**Quoted passage:**

--- --- ---

A stitch in time saves nine



Osteoporosis is a silent disease that causes weaker bones, leading to fractures. The word ‘osteoporosis’ means ‘porous bone’.

Generally, we do not find out that we have a health problem till irreversible damage is done to human body, and the same is true for osteoporosis, the silent bone disease affecting millions of people in the world, and leading to an estimated nine million fractures in a year. It is unfortunate that a fracture that can lead to disability and suffering, could have been prevented by a simple test and preventative measures.

Young women, who make half the population of the world, give birth, nurture and work hard in their lives to be a role model for their families. Sadly, when they get older, they are generally left behind, specially in the society like ours which is patriarchal, and where men take precedence over most of the things, including healthcare.

We have heard all our lives that, “prevention is better than cure”, and that is why we stress on improving our cholesterol and eat healthy so we do not get diabetes, but nobody has made us aware of what we can do to maintain healthy bones. Creating mass awareness of issues like breast cancer and osteoporosis is a challenge as these conditions mostly affect women, and takes a more persistent voice to be heard in society.

Bones – at all times – are in a state of forming new bone and removing old and fragile bone. This process remains in balance and bone strength is maintained till both men and women reach a certain age when the hormones like estrogen and testosterone drops in the body leading to less bone formation and more destruction of bone, resulting in fragile bones. Fragile bones are not capable of sustaining any stress and sometimes even a small stress like excessive coughing or sneezing can lead to a compression fracture of the vertebra. There is no cure for osteoporosis, but with treatment, we can help slow the breakdown of bone in your body, and some treatments can spur the growth of new bone.

According to recent statistics from the International Osteoporosis Foundation, worldwide, approximately, one out of every three women will experience an osteoporotic fracture in her lifetime after the age of 50 and one of the five men will have the same level of threat of experiencing a fragility fracture secondary to osteoporosis.

Life expectancy is increasing in the world and same is true for Pakistan; we are seeing more and more 70- and 80-years old people in our society. It is our responsibility that we should be able to maintain not only the number of years of human life but also maintain a good quality of life.

Most osteoporosis fractures come as a surprise; frequent places to get an osteoporotic fracture are wrist, hip and backbone. Research has shown that 25 percent of people with hip fractures, especially in men, lose their lives due to medical and surgical complications.

--- --- ---

**Data excerpt:**
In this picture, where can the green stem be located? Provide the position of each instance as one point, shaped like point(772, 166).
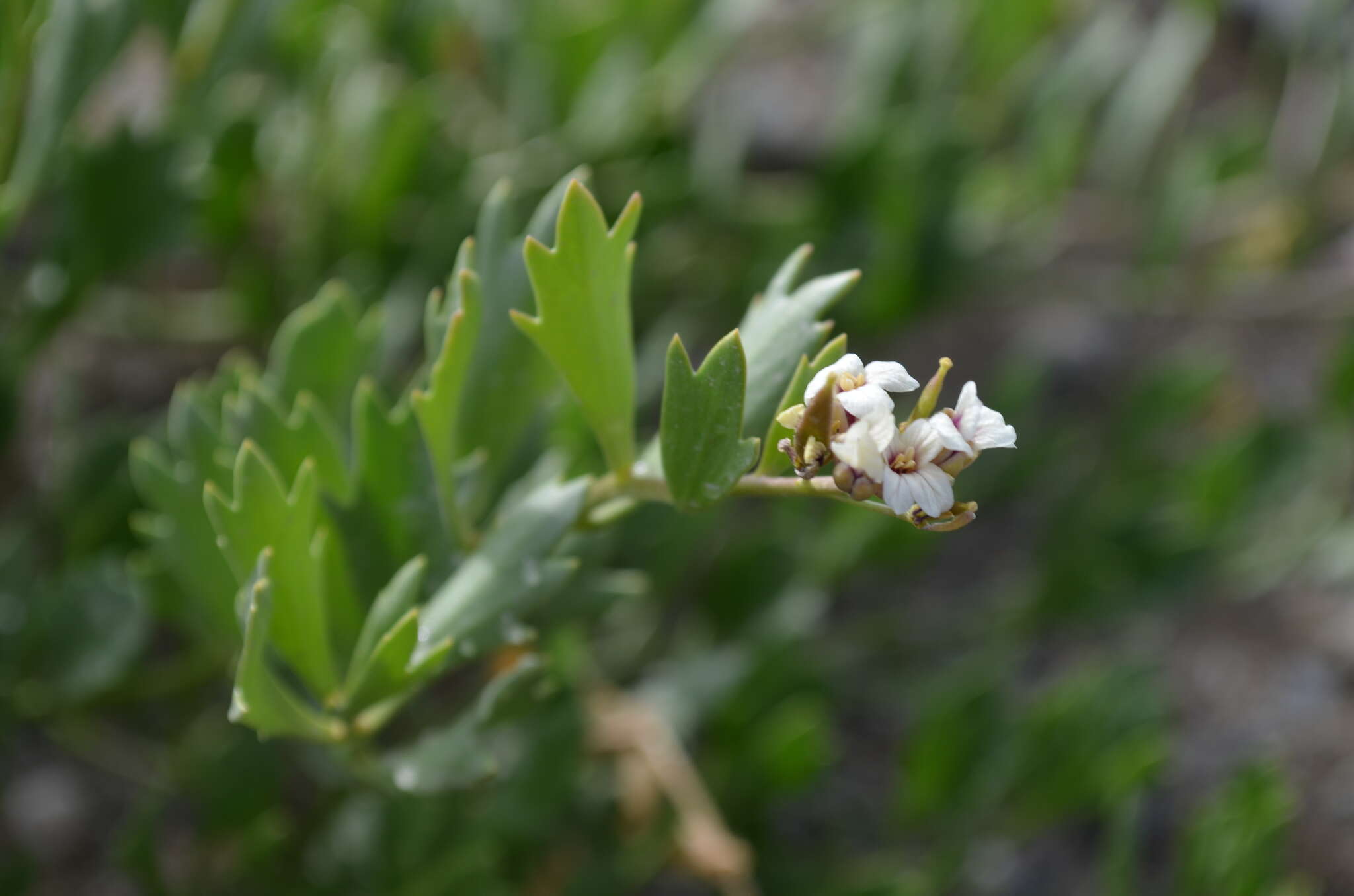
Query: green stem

--- --- ---

**Task list:**
A – Answer these questions using the osteoporosis article:
(i) What does the word "osteoporosis" mean?
(ii) According to the International Osteoporosis Foundation statistics, roughly how many women worldwide will have an osteoporotic fracture after age 50?
(iii) Which three places does the article name as frequent sites of an osteoporotic fracture?
B – Write out the passage of the osteoporosis article that begins at the words "A stitch in" and stops after the words "means ‘porous bone’.".
C – Pick up the osteoporosis article after its last sentence and keep writing it.
The data shown above is separate from the osteoporosis article.

**Responses for each task:**
A –
(i) Porous bone.
(ii) About one out of every three women.
(iii) The wrist, the hip and the backbone.

B –
A stitch in time saves nine



Osteoporosis is a silent disease that causes weaker bones, leading to fractures. The word ‘osteoporosis’ means ‘porous bone’.

C –
Women tend to have more vertebral fractures, leading to deformities in the back, shortening of the height and disabling posture with chronic pain. Patients get a bent-over posture. It sometimes gets difficult even to change clothes and have proper digestion of food, due to stomach being pressed by crushed vertebra.

So what can be done to prevent all this?

Do you know that 80 percent of the fractures could have been prevented only if you knew more about proper nutrition, bone health, testing done at the right time and getting appropriate treatment by a qualified rheumatologist/clinician? Your rheumatologist/clinician plan to prevent or to treat osteoporosis; novel treatments are available which can be taken on weekly, monthly, half-yearly or yearly basis, depending on the patient’s disease condition.

So let us all promise ourselves to take care of ourselves and our families and not be totally lost in our daily race of making a living and our daily routines. Remember, getting weaker bones is a part of aging process just like getting gray hair on your scalp; men and women both suffer from this disease, so both need to take care of their bone health.


Women under the age of 50 require 1000 mg calcium daily

Women 50 or older require 1200 mg of calcium daily.

Diet rich in sufficient amount of calcium should be taken; one cup of milk or yogurt has about 300 mg of calcium.

Remember you need enough vitamin D in the body to absorb calcium from your stomach, vitamin D levels should be checked as recommended by your rheumatologist/clinician and treated accordingly.


Regular weight bearing exercises should be done like walking or swimming for healthy bones; if you already have osteoporosis, you need to consult your rheumatologist/clinician before starting any exercise. Walking as little as three to five miles a week can help build your bone health. Sedentary life style is a risk factor.

If you have a family history of osteoporosis, check with your rheumatologist/clinician for testing. Avoid smoking and alcohol consumption, avoid carbonated drinks.

All the woman and men above the age of 65 and 70 years respectively should get a bone mineral density test. It is recommended by national osteoporosis foundation that even if you’re of younger age but at high risk due to some diseases or some medications that you have taken in the past, check with your rheumatologist/clinician if you require a bone mineral density test.

Health is the biggest gift of God; it provides us with a sense of security and independence. We need to maintain our bodies so that we do not become dependent on others to take care of us and, to do that, we have to take care of our mental, physical and spiritual health.

Advice for youth

Osteoporosis is most common in older people but it can affect young people, including premenopausal women in their 20s, 30s and 40s. This is generally seen in young people with some medical problems like thyroid disease, Celiac disease or Rheumatoid arthritis, etc.

Young people should take care of their health early so they can attain a peak bone mass. The stronger your bones are in younger age, the slower they will get weaker as a person gets old.

Useful tips for our youth

-Make sure you get enough calcium and Vitamin D

Exercise regularly and choose weight-bearing activities like walking and running.

Do not smoke. Cigarette smoking often starts in adolescence and has a harmful effect on reaching peak bone mass.

Don’t drink alcohol; it has plenty of unhealthy effects on our bones and our body.

Live a healthy life when you are young, do good for others and good will come to you

Stay happy and stay well.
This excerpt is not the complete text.